====== Text shown ======
He has NBA height, NBA length, and NBA athleticism, but the brain of an artist.
Coaches talk about the mythical switch that might flip to on at some point and win a National Championship. Most of these kids don’t have a switch – they are either wired to work and overcome adversity or they aren’t. The same thing either exists or doesn’t in all of us. Success is not easily won because many would kill for it. If a person has trouble getting out of bed for it, he or she better have an insane level of talent.
Purdue basketball coach Matt Painter is as good a guy at trying to mandate a certain level of hard work, but the best way to get a team to work at a championship level is to recruit kids who are already wired to engage in that behavior.
As for Hammons, he is the guy whose play with determine the heights to which the Boilermakers can ascend, and Painter is clearly trying to get his attention through a suspension because other methods have failed.
There is noting wrong with a seven-foot tall kid not enjoying the game of basketball. It happens quite a bit. Others get pissed off because they see it as wasteful, but it’s the decision of Hammons and those like him to decide what is important to him.
It might make no sense to any of us, for whom almost assured first round status in a game where virtually everyone earns more than $1 million per year would be a magical and wonderful occurrence, but that doesn’t mean that it is for him.
Painter needs to find a way to inspire a young man to embrace his potential in a game for which he has minimal love.
The question for Painter is how he can get a kid not wired to care to care a great deal. The answer today was to take the game away from him to hope that somehow missing it will cause his behavioral compass to spin to giving the kind of effort needed for Hammons to explore his potential.
====== Material ======
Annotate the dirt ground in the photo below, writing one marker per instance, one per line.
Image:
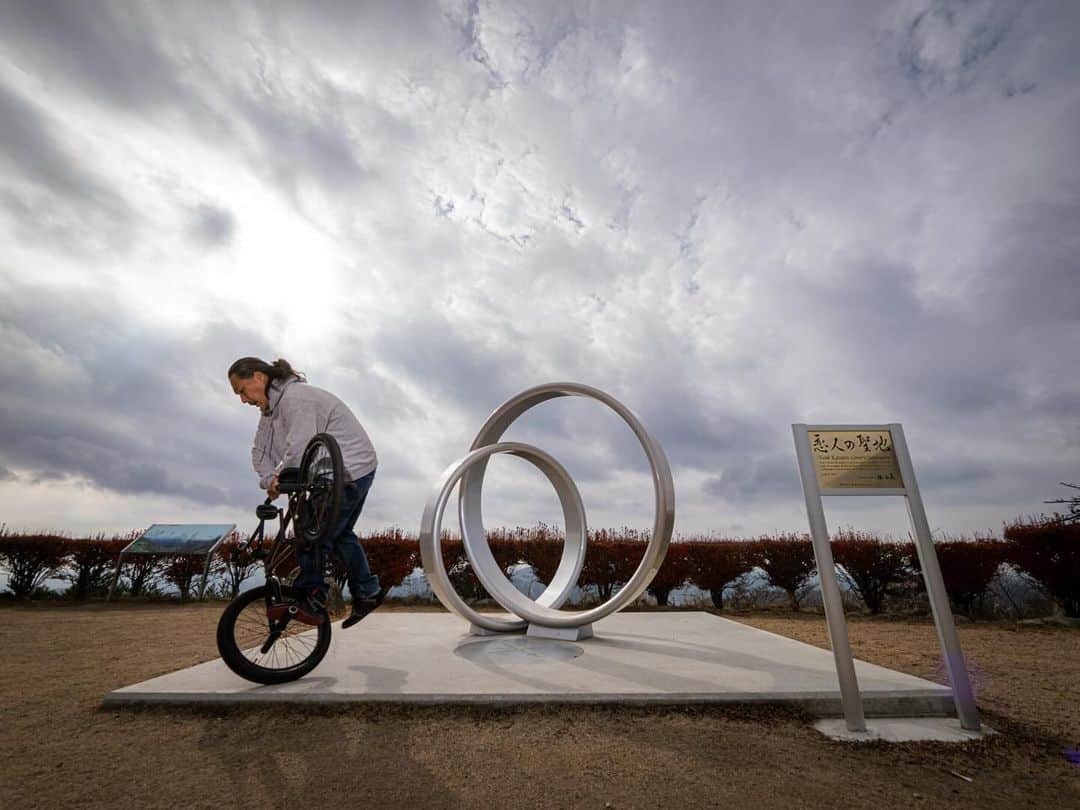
======
--- Parts of the exercise ---
**1)** According to the Purdue basketball text, what is Painter using to try to get Hammons's attention?
**2)** Copy the passage of the Purdue basketball text between "The question for" and "explore his potential.", inclusive.
**3)** List every NBA-level physical trait that the Purdue basketball text says Hammons has.

--- Solution set ---
**1)** A suspension.

**2)**
The question for Painter is how he can get a kid not wired to care to care a great deal. The answer today was to take the game away from him to hope that somehow missing it will cause his behavioral compass to spin to giving the kind of effort needed for Hammons to explore his potential.

**3)** NBA height, NBA length, NBA athleticism